**WORK INSTRUCTIONS**
Retype every one of these rows without changing a single character.

>> BEGIN ENTRIES

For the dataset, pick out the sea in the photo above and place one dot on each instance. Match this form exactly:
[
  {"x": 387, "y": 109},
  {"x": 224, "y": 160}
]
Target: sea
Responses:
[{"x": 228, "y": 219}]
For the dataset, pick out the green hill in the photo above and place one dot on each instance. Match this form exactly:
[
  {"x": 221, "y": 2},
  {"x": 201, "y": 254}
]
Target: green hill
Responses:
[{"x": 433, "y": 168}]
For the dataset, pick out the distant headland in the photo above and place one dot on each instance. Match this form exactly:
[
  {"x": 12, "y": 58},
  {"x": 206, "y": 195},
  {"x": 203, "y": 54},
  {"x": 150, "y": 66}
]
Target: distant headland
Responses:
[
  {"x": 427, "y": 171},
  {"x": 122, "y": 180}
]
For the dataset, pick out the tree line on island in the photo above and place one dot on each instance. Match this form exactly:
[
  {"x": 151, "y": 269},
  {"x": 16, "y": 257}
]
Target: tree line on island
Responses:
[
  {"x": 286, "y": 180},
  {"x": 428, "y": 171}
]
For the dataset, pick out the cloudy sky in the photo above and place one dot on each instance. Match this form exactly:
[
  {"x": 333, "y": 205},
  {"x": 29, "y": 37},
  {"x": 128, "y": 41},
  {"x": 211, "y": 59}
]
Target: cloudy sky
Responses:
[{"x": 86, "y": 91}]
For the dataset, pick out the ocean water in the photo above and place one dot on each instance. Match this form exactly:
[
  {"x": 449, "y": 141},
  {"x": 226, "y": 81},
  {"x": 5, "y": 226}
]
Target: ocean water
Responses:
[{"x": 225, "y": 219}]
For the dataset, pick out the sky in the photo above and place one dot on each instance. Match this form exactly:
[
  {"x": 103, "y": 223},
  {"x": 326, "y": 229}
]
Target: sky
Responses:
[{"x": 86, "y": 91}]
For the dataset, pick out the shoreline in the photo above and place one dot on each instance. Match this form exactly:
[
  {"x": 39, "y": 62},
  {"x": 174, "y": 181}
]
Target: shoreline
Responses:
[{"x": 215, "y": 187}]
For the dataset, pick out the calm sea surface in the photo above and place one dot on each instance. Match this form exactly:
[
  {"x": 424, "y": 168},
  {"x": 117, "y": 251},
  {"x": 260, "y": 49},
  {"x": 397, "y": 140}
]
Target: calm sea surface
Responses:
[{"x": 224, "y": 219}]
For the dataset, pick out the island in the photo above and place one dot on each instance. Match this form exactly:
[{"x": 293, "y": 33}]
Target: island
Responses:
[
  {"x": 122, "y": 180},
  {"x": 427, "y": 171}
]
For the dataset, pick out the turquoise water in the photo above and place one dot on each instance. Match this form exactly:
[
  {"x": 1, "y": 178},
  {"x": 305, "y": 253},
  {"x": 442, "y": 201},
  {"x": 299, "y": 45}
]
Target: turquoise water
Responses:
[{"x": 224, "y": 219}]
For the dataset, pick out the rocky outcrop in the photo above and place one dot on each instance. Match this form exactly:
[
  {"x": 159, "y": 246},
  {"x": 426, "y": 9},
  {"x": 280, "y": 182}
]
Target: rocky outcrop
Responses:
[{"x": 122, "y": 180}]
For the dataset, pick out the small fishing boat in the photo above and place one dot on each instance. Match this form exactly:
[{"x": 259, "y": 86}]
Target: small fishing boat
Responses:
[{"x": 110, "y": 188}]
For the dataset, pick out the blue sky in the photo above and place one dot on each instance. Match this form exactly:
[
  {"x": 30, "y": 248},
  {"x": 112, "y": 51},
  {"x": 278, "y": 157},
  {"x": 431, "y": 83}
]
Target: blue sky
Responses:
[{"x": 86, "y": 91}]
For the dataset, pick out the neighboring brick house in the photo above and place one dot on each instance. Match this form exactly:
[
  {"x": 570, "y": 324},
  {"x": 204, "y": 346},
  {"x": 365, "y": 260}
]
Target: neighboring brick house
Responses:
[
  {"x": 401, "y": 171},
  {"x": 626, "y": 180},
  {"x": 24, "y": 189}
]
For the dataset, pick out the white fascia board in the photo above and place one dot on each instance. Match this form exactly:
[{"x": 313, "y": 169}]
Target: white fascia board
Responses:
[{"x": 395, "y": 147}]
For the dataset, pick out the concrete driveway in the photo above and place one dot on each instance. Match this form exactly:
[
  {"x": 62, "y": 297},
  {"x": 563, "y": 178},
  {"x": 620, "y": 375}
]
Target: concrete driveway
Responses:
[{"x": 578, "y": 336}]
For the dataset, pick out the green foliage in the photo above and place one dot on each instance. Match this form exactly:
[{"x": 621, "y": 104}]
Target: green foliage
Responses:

>> END ENTRIES

**SOLUTION TO THIS EXERCISE**
For the dataset, pick out the sea in the photo above and place one dot on each instance. Match this form exactly:
[
  {"x": 387, "y": 109},
  {"x": 224, "y": 160}
]
Target: sea
Responses:
[{"x": 228, "y": 219}]
For the dataset, pick out the green hill in the photo above and place one dot on each instance. Match this form exactly:
[
  {"x": 221, "y": 2},
  {"x": 201, "y": 254}
]
Target: green hill
Responses:
[{"x": 433, "y": 168}]
For the dataset, pick out the distant headland in the photo above and place one dot on each instance. Match this form exactly:
[
  {"x": 12, "y": 58},
  {"x": 206, "y": 195},
  {"x": 203, "y": 54},
  {"x": 150, "y": 66}
]
Target: distant headland
Responses:
[
  {"x": 427, "y": 171},
  {"x": 122, "y": 180}
]
For the dataset, pick out the tree line on island in the photo above and place one dot on each instance. Match this form exactly:
[
  {"x": 151, "y": 269},
  {"x": 16, "y": 257}
]
Target: tree line on island
Responses:
[
  {"x": 286, "y": 180},
  {"x": 428, "y": 171}
]
For the dataset, pick out the cloudy sky in the photo above and place one dot on each instance. Match this form exactly:
[
  {"x": 333, "y": 205},
  {"x": 29, "y": 37},
  {"x": 128, "y": 41},
  {"x": 211, "y": 59}
]
Target: cloudy sky
Responses:
[{"x": 86, "y": 91}]
For the dataset, pick out the ocean water in the photo above and place one dot on each instance. Match this form exactly:
[
  {"x": 449, "y": 141},
  {"x": 226, "y": 81},
  {"x": 5, "y": 226}
]
Target: ocean water
Responses:
[{"x": 225, "y": 219}]
For the dataset, pick out the sky in the photo above and place one dot on each instance. Match this form exactly:
[
  {"x": 103, "y": 223},
  {"x": 326, "y": 229}
]
Target: sky
Responses:
[{"x": 86, "y": 91}]
For the dataset, pick out the shoreline in the photo above and place one dot on each instance. Match this form exactly:
[
  {"x": 39, "y": 62},
  {"x": 174, "y": 181}
]
Target: shoreline
Responses:
[{"x": 215, "y": 187}]
For the dataset, pick out the calm sea surface in the photo above and place one dot on each instance. Match this form exactly:
[
  {"x": 424, "y": 168},
  {"x": 117, "y": 251},
  {"x": 260, "y": 49},
  {"x": 397, "y": 140}
]
Target: calm sea surface
Responses:
[{"x": 224, "y": 219}]
For the dataset, pick out the island in the photo above and place one dot on each instance. Match this form exactly:
[{"x": 293, "y": 33}]
Target: island
Responses:
[
  {"x": 122, "y": 180},
  {"x": 427, "y": 171}
]
For the dataset, pick out the turquoise water in the photo above and place one dot on each instance. Match this form exactly:
[
  {"x": 1, "y": 178},
  {"x": 305, "y": 253},
  {"x": 442, "y": 201},
  {"x": 299, "y": 45}
]
Target: turquoise water
Responses:
[{"x": 224, "y": 219}]
For the dataset, pick out the rocky outcrop in the photo above and place one dot on each instance. Match this form exactly:
[
  {"x": 159, "y": 246},
  {"x": 426, "y": 9},
  {"x": 280, "y": 182}
]
Target: rocky outcrop
Responses:
[{"x": 122, "y": 180}]
For the dataset, pick out the small fishing boat in the photo above and place one dot on each instance. Match this form exactly:
[{"x": 259, "y": 86}]
Target: small fishing boat
Responses:
[{"x": 110, "y": 188}]
For the dataset, pick out the blue sky in the photo above and place one dot on each instance. Match this form exactly:
[
  {"x": 30, "y": 248},
  {"x": 112, "y": 51},
  {"x": 278, "y": 157},
  {"x": 431, "y": 83}
]
Target: blue sky
Responses:
[{"x": 86, "y": 91}]
For the dataset, pick out the neighboring brick house in the photo above and place one dot on each instance. Match this form exactly:
[
  {"x": 570, "y": 324},
  {"x": 204, "y": 346},
  {"x": 365, "y": 260}
]
Target: neighboring brick house
Responses:
[
  {"x": 401, "y": 171},
  {"x": 626, "y": 180},
  {"x": 24, "y": 189}
]
For the dataset, pick out the white fascia board in the photo above and place one dot on each instance. Match this form exactly:
[{"x": 313, "y": 169}]
Target: white fascia board
Responses:
[{"x": 395, "y": 147}]
For the dataset, pick out the concrete driveway in the photo above and place one dot on each instance. Match this form exactly:
[
  {"x": 62, "y": 297},
  {"x": 563, "y": 178},
  {"x": 620, "y": 375}
]
Target: concrete driveway
Responses:
[{"x": 578, "y": 336}]
For the dataset, pick out the green foliage in the photo above and place one dot on each instance. Match this form exactly:
[{"x": 621, "y": 104}]
Target: green foliage
Responses:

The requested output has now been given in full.